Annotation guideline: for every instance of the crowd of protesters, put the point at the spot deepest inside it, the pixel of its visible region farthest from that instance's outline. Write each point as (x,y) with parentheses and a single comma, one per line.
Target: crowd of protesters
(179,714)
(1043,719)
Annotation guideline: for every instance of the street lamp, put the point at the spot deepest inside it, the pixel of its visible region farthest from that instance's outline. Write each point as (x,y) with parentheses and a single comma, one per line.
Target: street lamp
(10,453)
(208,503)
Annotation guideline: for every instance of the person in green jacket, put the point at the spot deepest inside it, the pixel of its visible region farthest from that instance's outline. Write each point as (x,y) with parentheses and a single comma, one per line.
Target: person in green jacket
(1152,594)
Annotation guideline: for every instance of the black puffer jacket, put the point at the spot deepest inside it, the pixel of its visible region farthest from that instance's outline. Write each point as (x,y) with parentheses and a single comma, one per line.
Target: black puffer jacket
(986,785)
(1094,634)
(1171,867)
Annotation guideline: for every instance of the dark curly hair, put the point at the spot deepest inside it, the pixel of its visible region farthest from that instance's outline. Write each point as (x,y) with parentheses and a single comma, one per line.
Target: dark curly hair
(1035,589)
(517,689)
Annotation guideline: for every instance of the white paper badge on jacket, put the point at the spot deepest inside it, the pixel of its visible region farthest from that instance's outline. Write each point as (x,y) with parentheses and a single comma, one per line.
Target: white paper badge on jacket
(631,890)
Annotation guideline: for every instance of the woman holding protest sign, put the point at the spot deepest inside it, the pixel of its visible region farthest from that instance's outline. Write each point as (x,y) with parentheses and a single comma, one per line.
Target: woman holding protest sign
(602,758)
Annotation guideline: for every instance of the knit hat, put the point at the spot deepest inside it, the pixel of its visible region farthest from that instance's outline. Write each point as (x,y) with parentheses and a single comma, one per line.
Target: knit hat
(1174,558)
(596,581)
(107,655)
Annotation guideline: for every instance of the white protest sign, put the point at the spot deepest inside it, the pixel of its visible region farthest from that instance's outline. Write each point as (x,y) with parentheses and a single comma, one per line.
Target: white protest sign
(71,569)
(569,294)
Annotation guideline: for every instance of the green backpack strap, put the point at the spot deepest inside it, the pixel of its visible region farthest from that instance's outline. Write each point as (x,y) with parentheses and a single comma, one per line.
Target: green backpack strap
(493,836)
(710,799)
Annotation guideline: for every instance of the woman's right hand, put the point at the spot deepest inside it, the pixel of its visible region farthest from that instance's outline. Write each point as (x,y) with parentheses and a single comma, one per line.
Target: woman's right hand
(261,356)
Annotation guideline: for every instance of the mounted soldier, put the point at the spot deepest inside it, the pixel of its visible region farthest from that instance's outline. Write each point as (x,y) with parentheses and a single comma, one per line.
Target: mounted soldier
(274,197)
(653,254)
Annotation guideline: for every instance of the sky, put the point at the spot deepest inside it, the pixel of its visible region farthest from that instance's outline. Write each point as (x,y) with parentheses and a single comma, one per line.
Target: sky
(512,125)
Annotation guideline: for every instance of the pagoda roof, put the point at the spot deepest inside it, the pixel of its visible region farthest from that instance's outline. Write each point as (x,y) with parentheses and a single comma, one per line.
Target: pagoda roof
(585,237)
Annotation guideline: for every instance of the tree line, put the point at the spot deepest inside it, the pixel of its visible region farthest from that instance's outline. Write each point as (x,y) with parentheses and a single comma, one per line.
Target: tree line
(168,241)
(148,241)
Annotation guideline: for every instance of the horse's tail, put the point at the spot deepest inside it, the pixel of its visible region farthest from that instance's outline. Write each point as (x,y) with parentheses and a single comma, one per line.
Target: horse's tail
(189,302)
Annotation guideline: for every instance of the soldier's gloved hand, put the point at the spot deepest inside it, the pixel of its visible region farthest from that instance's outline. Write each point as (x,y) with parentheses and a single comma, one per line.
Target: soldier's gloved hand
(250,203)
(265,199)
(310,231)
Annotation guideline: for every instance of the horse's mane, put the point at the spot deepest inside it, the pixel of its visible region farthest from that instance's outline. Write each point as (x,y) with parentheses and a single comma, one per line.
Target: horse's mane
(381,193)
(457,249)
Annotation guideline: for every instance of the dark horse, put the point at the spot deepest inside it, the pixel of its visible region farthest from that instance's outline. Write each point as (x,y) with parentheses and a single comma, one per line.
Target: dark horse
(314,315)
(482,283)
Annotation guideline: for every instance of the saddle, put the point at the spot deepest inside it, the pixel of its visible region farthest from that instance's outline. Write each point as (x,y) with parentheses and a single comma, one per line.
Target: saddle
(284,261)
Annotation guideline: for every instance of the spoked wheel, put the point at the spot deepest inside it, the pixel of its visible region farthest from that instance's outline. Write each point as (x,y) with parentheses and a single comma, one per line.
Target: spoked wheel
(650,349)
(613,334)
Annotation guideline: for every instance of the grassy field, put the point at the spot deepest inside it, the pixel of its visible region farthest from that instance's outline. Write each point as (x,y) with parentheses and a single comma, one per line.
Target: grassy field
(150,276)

# [Your assignment]
A complete, exact transcription of the data above is the required answer.

# [Answer to this task]
Annotation guideline: for every instance of the crowd of protesters, put the point at the spot deepest inside it, the pixel of its visible region farthest from that instance's outline. Write each point as (x,y) with parentheses and a single comma, one per line.
Target: crowd of protesters
(179,714)
(1043,719)
Annotation guideline: for every instance of the street lamp, put the point at the spot deepest inside it, the pixel of its visible region farthest from that instance's outline. Write each point as (x,y) with parentheses and a single comma, one per line.
Target: street lamp
(10,453)
(208,503)
Annotation guideline: for every instance of the person in green jacket, put the point at the spot deepest inside it, the pixel of its visible region farthest from that instance's outline. Write each point as (x,y) with parentheses and a single comma, one per line.
Target: person in green jacket
(1152,594)
Annotation guideline: for every instance of the black puffer jacket, put the point at the spot deepest inside it, the pixel of its visible region farthest from that instance's outline. Write each point as (x,y) with parentheses and a single comma, one per line.
Target: black puffer jacket
(986,785)
(1094,634)
(1171,867)
Annotation guideline: for every instance of the dark curly hair, put the point at the spot deepest inside it, the pixel of its visible region farthest from that instance's outline. Write each point as (x,y) with parentheses and a single comma, one per line.
Target: dark curly hair
(1035,589)
(517,689)
Annotation guideline: for every instance of the white paper badge on jacket, put the point at the spot deepest inside it, the pixel of its visible region farthest from that instance's outline. Write each point as (x,y) with parentheses and a single comma, one per line.
Target: white paper badge on jacket
(631,890)
Annotation guideline: for every instance of the woman holding protest sign, put the point at the spot deepest inside it, the pixel of its visible region farthest from that instance's outline. Write each point as (x,y) with parentheses and a single comma, one per line.
Target: woman holding protest sign
(602,758)
Annotation guideline: for every instance of the knit hat, put the point at the spot deepest inside it, the pixel of its visible region farthest from that instance's outline. Write each point as (x,y) with parentheses and a single comma, one per line.
Target: knit hat
(1174,558)
(596,581)
(107,655)
Annotation guideline: for every instance of the white protest sign, put the point at the spot deepest inside it, the pixel of its visible region farthest from that instance's outline. Write each point as (x,y) with parentheses and a single comma, one per line.
Target: white protest sign
(71,569)
(569,294)
Annotation guideline: for every instance of the green backpack strap, put the point at the spot deepest inside it, the pixel of its visible region farthest from that instance's outline. Write each point as (x,y) with parentheses and a single comma, one per line.
Target: green backpack strap
(493,836)
(710,799)
Annotation guideline: for every instance of the woman's right hand, put the point at the spot deepest inside it, the pixel of its visible region farthest from that instance's outline. Write each point as (x,y) with parentheses and a single comma, one per line.
Target: woman's right hand
(261,356)
Annotation guideline: for every instance of the mounted soldier, put the point at the spot deepest inside it, the pixel of its visible region farthest from that instance's outline. Write each point as (x,y) with parentheses and a single comma, one per line.
Target: mounted soldier
(274,197)
(653,254)
Annotation guideline: for every instance of the sky, put the point at the spot deepest inside it, the pixel of its visible region farthest from that instance's outline. Write each point as (x,y) with parentheses and a single comma, one per line.
Target: sky
(512,125)
Annotation guideline: for every instance of the pagoda roof, put the point at the spot deepest inside it, the pixel of its visible region farthest from that instance's outline. Write each point as (x,y) with parentheses and a single comma, one per line.
Target: pagoda roof
(585,237)
Annotation guideline: for every instance of the tree line, put the point at the spot deepest inside it, the pixel of its visible region farthest from that instance's outline. Write each point as (x,y) with parentheses and a single comma, one per line.
Target: tree line
(168,241)
(148,241)
Annotation guideline: for every instance of the horse's tail, put the point at the spot deepest inside it, the pixel of its visible region farthest from that instance's outline. Write each point as (x,y) with parentheses and a single comma, one per line.
Target: horse's tail
(189,302)
Annotation guideline: for every instance of the soldier's gloved hand, put the point at the spot deepest inside it, the pixel of its visible region farthest from that instance's outline. Write each point as (x,y) with parentheses and a single comma, one per line.
Target: soldier's gloved hand
(250,203)
(265,199)
(310,231)
Annotation guideline: for every instance of the horse's mane, put the point at the spot deepest inside it, the pixel of its visible region farthest from that instance's outline. Write each point as (x,y) with parentheses and a single comma, one per line.
Target: horse's mane
(381,193)
(457,249)
Annotation guideline: for every instance of the dark horse, put the point at the spot deepest inside it, the pixel of its visible region farthest from that instance's outline. Write each point as (x,y) with parentheses and a single comma, one per line.
Target: dark horse
(314,315)
(482,283)
Annotation guideline: for every instance of the saddle, put the point at the spot deepest inside it, the pixel of its visible region farthest from that instance's outline. Write each point as (x,y) with parentheses and a single comma, one per line.
Target: saddle
(284,261)
Annotation guideline: for every instance of the spoked wheel, put the point at the spot deepest inside it, the pixel of its visible region farthest from that instance's outline. Write each point as (x,y) with parentheses and a single comma, one per line.
Target: spoked wheel
(650,349)
(613,334)
Annotation guideline: for every instance of the grassy field, put the point at the spot deepest inside it, the pixel of its visible region farthest from that instance's outline. Write each point as (x,y) with parentheses and a single comma, one per line.
Target: grassy field
(150,276)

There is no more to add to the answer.